### AVAILABLE RECORDS
==========

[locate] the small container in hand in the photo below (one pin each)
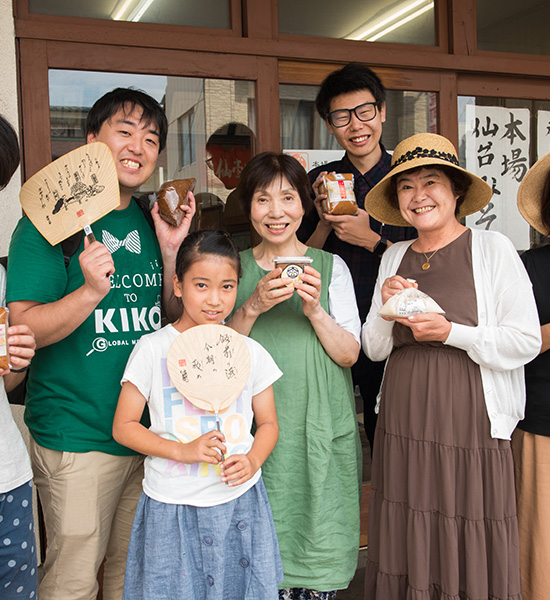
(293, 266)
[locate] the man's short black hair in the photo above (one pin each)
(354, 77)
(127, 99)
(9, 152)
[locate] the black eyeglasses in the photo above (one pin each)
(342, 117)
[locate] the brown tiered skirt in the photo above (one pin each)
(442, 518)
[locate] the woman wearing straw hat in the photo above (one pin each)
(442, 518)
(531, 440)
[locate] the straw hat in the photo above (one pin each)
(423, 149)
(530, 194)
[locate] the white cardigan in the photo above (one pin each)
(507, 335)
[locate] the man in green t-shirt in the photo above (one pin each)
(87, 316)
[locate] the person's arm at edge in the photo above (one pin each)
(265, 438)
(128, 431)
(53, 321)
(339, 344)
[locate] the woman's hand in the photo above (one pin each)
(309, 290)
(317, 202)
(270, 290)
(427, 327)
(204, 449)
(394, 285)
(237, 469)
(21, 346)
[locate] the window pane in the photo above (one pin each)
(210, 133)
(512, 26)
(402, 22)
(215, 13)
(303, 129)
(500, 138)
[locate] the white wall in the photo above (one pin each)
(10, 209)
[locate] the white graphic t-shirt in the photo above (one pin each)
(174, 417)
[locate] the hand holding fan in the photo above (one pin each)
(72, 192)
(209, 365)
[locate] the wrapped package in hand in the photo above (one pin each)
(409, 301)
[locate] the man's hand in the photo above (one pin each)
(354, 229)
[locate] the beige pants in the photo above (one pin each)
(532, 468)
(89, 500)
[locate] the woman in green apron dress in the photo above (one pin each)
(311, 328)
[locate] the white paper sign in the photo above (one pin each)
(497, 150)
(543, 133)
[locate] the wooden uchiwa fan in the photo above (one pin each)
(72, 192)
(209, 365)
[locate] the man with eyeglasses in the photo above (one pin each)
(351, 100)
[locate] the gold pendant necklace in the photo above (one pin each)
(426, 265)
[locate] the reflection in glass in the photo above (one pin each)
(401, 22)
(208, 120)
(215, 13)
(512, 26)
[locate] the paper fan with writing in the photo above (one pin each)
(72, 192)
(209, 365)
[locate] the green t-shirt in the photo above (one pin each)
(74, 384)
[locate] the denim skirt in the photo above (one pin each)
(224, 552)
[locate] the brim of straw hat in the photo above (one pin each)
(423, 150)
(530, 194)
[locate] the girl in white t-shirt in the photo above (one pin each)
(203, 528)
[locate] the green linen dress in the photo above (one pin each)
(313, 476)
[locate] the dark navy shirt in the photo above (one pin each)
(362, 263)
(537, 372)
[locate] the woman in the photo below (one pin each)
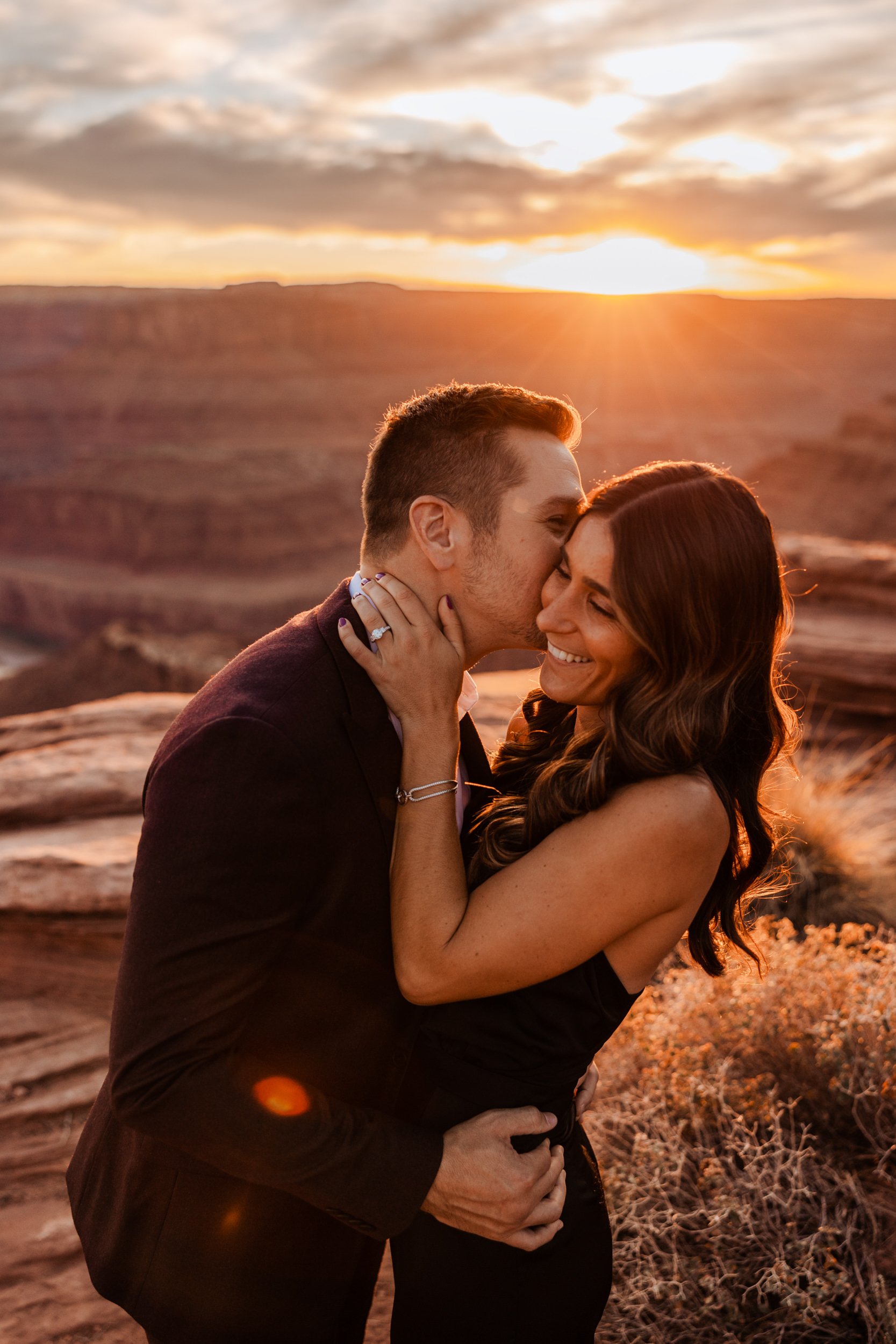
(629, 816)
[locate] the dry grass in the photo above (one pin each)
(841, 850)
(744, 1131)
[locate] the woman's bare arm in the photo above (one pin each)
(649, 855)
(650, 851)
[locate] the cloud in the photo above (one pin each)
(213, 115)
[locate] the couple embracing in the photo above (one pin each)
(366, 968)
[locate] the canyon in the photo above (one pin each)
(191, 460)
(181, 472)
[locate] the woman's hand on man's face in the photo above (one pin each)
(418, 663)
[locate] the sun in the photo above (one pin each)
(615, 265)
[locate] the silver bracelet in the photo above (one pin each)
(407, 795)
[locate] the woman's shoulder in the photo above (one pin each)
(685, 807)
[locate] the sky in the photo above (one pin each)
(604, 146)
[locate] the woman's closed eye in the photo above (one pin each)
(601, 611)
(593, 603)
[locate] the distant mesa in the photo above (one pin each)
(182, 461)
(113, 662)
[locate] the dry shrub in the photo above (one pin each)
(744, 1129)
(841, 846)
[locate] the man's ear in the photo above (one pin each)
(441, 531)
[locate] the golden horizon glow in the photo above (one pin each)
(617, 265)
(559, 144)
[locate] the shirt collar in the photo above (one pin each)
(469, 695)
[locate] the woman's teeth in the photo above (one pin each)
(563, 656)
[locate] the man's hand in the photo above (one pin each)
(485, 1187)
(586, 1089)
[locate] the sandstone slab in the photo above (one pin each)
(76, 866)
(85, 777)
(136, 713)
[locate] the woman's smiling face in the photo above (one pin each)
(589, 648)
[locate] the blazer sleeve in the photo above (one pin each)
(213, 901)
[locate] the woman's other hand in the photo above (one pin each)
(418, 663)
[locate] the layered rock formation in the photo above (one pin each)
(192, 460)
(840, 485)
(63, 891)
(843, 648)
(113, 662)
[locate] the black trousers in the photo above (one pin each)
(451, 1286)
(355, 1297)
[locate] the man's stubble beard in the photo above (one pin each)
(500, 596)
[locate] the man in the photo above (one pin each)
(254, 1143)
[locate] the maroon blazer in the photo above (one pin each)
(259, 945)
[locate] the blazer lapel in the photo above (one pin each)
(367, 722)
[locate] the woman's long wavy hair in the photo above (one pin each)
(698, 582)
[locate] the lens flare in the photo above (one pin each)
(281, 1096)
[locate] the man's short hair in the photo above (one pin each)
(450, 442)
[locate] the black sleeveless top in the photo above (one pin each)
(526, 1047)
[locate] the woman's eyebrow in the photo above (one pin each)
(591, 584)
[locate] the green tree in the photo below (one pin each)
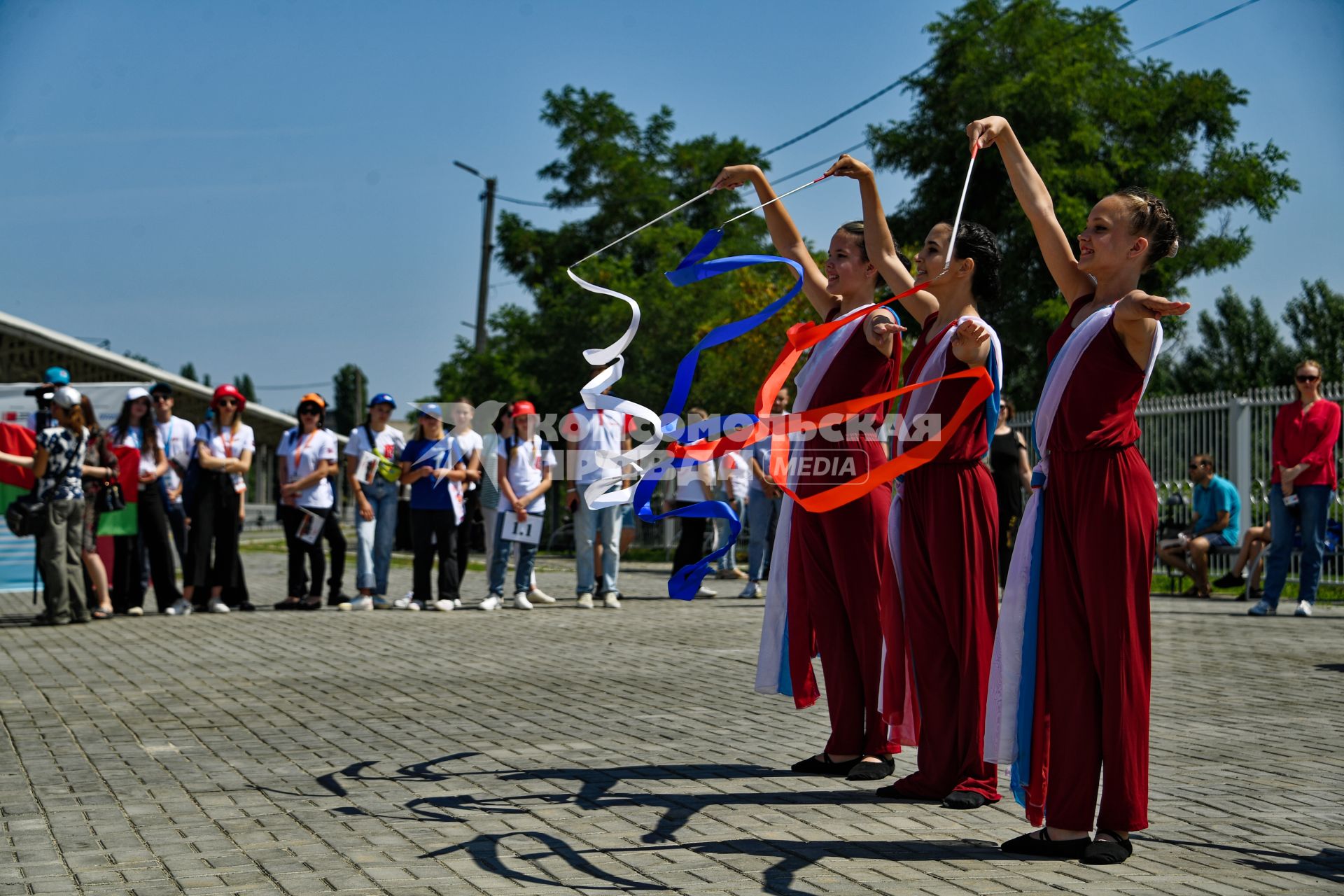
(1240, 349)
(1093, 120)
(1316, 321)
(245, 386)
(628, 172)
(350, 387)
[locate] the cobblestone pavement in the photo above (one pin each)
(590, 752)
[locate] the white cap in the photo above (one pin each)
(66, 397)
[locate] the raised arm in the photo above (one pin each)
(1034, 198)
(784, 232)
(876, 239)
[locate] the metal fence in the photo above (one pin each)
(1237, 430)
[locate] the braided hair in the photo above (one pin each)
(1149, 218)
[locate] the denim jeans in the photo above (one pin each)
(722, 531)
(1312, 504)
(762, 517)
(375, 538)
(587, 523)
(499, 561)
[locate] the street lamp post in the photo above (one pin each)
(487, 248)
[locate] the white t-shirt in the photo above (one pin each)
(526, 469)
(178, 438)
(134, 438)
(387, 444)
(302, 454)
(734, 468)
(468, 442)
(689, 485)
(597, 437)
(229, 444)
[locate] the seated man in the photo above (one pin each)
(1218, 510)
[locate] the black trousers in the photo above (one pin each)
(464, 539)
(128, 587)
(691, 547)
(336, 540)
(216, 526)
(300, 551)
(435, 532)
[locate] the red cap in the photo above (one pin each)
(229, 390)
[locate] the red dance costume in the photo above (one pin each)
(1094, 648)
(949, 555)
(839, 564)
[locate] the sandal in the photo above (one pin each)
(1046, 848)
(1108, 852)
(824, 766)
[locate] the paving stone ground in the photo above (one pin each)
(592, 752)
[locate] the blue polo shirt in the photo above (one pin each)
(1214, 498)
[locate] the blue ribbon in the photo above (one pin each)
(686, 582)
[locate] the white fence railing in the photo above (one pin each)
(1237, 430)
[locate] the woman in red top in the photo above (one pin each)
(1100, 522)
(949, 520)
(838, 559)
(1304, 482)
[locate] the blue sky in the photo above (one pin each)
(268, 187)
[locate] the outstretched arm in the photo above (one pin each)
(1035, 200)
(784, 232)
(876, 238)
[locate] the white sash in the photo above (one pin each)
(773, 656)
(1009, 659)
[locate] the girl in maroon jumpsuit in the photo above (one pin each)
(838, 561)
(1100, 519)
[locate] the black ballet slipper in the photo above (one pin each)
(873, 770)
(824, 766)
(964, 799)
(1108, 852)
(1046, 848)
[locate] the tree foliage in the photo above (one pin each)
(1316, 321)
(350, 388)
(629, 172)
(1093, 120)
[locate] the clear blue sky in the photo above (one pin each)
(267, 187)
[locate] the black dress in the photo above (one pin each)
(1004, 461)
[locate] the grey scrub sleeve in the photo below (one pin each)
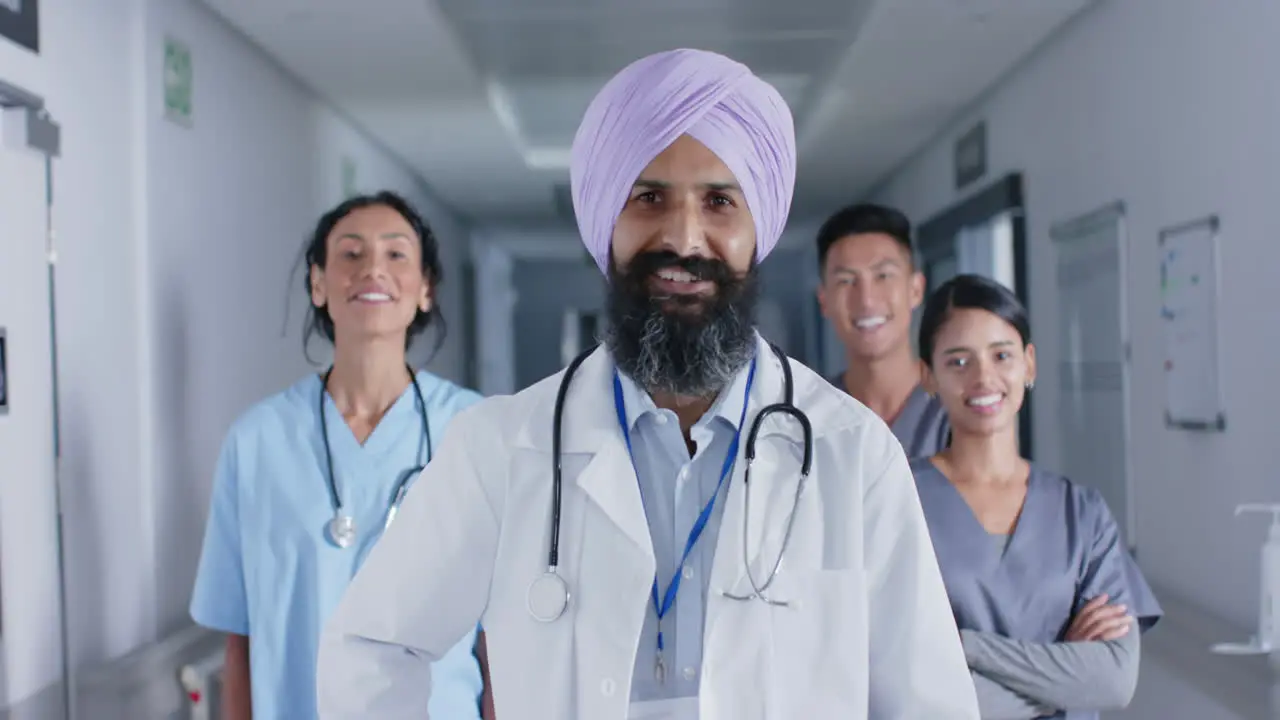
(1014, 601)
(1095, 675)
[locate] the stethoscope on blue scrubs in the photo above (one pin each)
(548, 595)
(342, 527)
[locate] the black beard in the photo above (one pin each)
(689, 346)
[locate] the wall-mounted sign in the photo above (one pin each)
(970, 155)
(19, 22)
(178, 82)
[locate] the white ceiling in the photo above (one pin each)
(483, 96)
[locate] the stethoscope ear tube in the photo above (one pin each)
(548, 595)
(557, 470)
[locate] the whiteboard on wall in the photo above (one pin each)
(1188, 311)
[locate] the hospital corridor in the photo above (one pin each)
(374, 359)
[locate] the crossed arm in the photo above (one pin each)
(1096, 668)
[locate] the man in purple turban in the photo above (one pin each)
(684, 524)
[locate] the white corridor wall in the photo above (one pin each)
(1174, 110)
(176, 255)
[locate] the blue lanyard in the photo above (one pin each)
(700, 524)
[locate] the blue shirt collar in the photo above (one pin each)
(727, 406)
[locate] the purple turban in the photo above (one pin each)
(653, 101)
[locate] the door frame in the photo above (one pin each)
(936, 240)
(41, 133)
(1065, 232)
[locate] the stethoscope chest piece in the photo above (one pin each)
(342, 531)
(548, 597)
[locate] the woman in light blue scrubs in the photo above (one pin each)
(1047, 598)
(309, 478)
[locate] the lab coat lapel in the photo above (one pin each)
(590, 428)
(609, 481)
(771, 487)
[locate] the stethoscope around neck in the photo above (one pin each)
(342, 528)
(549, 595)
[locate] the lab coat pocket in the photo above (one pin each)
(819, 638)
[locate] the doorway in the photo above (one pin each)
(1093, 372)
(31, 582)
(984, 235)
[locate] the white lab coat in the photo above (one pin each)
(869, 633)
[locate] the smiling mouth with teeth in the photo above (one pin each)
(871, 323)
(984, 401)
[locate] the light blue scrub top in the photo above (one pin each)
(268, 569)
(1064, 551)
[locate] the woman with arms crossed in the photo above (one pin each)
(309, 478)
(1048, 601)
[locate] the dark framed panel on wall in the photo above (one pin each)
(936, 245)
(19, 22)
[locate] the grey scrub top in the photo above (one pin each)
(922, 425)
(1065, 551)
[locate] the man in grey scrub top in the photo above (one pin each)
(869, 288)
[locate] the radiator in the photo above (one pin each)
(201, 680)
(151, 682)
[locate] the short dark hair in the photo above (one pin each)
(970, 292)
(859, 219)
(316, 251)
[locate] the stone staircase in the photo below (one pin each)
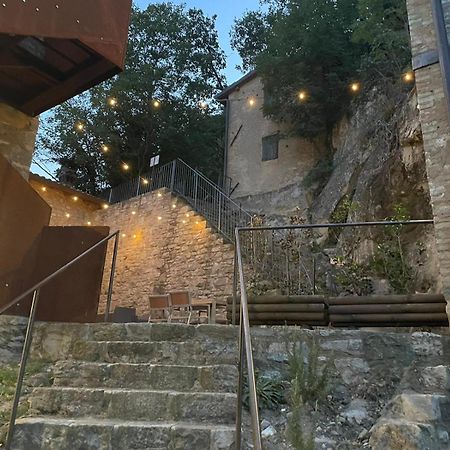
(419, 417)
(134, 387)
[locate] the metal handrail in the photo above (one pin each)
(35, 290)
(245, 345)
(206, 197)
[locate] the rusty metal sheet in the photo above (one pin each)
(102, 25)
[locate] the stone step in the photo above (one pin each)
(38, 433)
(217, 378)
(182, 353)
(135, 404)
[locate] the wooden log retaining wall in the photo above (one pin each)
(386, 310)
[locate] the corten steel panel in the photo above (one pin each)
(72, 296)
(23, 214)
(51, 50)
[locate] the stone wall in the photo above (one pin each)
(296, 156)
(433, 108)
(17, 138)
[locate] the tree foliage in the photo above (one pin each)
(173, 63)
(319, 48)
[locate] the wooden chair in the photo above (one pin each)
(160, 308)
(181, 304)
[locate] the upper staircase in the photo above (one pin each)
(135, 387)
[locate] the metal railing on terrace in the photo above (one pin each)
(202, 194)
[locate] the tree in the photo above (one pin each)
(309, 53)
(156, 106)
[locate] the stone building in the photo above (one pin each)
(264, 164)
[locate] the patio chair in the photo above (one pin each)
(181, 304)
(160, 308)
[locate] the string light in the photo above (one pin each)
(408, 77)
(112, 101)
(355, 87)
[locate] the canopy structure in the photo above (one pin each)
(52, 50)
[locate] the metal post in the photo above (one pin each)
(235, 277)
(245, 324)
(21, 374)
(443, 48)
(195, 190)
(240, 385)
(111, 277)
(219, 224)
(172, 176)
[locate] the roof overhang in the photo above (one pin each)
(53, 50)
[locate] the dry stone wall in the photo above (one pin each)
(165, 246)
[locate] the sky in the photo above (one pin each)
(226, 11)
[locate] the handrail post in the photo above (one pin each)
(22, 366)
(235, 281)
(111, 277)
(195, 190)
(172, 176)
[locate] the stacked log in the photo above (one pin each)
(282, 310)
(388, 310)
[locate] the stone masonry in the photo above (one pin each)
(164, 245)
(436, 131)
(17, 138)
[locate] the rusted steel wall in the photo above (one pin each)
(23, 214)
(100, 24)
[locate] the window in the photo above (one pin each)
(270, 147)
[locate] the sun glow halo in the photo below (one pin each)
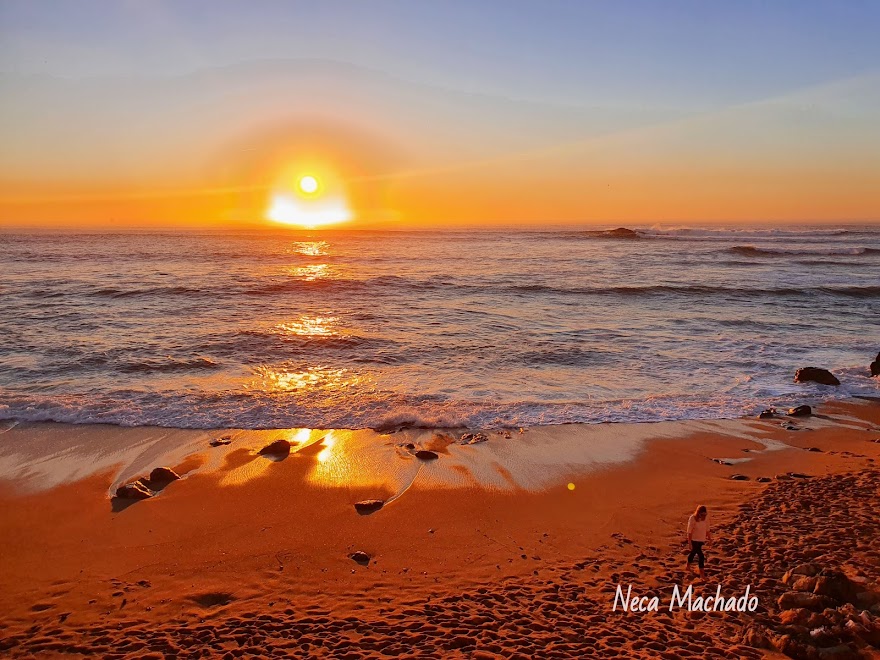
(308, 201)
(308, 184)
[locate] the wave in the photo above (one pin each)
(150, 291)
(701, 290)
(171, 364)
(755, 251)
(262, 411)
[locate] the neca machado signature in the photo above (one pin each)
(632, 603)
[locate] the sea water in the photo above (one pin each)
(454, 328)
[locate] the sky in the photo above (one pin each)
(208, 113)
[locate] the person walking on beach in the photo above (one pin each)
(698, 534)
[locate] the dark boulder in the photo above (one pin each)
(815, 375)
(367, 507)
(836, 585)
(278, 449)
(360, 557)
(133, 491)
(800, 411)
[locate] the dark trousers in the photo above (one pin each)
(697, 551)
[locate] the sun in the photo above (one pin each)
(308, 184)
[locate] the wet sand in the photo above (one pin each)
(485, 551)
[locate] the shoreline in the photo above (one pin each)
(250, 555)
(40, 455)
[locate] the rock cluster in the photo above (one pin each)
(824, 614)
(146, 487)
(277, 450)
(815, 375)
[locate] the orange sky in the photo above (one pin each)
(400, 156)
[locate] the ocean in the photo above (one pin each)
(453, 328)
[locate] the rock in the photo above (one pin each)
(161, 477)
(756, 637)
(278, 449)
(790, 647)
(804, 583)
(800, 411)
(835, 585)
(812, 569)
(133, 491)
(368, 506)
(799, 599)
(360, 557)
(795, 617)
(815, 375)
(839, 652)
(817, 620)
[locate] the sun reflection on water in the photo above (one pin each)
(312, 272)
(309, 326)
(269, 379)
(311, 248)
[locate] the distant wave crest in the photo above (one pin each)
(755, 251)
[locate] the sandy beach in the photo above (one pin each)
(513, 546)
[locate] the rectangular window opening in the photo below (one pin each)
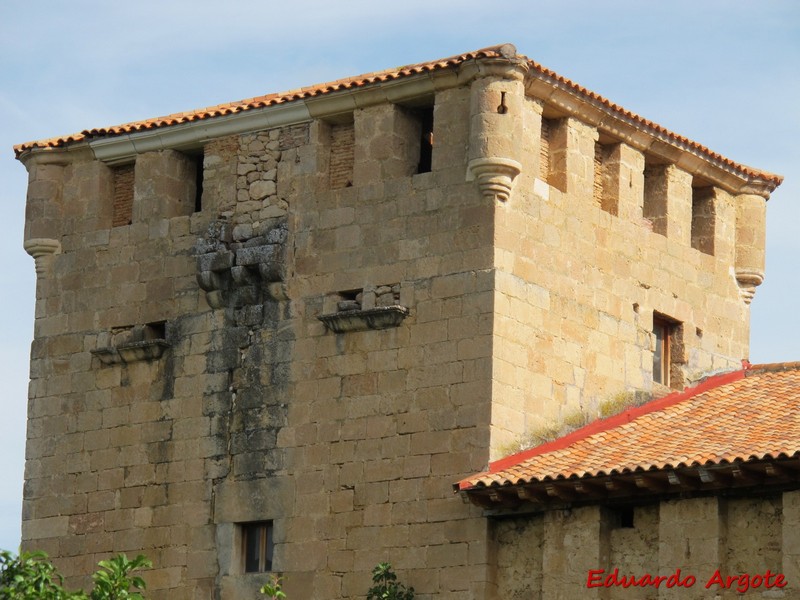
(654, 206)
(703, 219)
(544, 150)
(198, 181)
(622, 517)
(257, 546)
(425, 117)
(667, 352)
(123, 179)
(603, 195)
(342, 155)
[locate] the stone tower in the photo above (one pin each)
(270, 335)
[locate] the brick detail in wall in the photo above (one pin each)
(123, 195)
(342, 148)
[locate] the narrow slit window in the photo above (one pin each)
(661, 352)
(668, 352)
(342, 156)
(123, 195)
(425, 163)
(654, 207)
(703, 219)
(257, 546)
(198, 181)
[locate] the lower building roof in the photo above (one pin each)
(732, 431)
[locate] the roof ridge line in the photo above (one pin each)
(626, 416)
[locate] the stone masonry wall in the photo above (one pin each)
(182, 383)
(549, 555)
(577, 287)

==========

### EXERCISE GOAL
Each line from the one containing "[locate] the stone tower" through the end of the entries, both included, is to be returned exactly, with no other lines.

### WORKED SOLUTION
[locate] the stone tower in the photo above (one pin each)
(270, 335)
[locate] the brick detail in wall in the photo above (one pin each)
(123, 195)
(342, 148)
[locate] the narrow slit window in the photo above (one pin each)
(661, 352)
(668, 352)
(342, 156)
(123, 195)
(425, 163)
(654, 207)
(703, 219)
(257, 546)
(198, 181)
[locate] the lower building roof in the photo above (one pin each)
(732, 431)
[locate] the roof ridge line in the photo above (one pin each)
(626, 416)
[locate] the stone masonry wall in the photo above (one pin each)
(182, 383)
(549, 555)
(577, 287)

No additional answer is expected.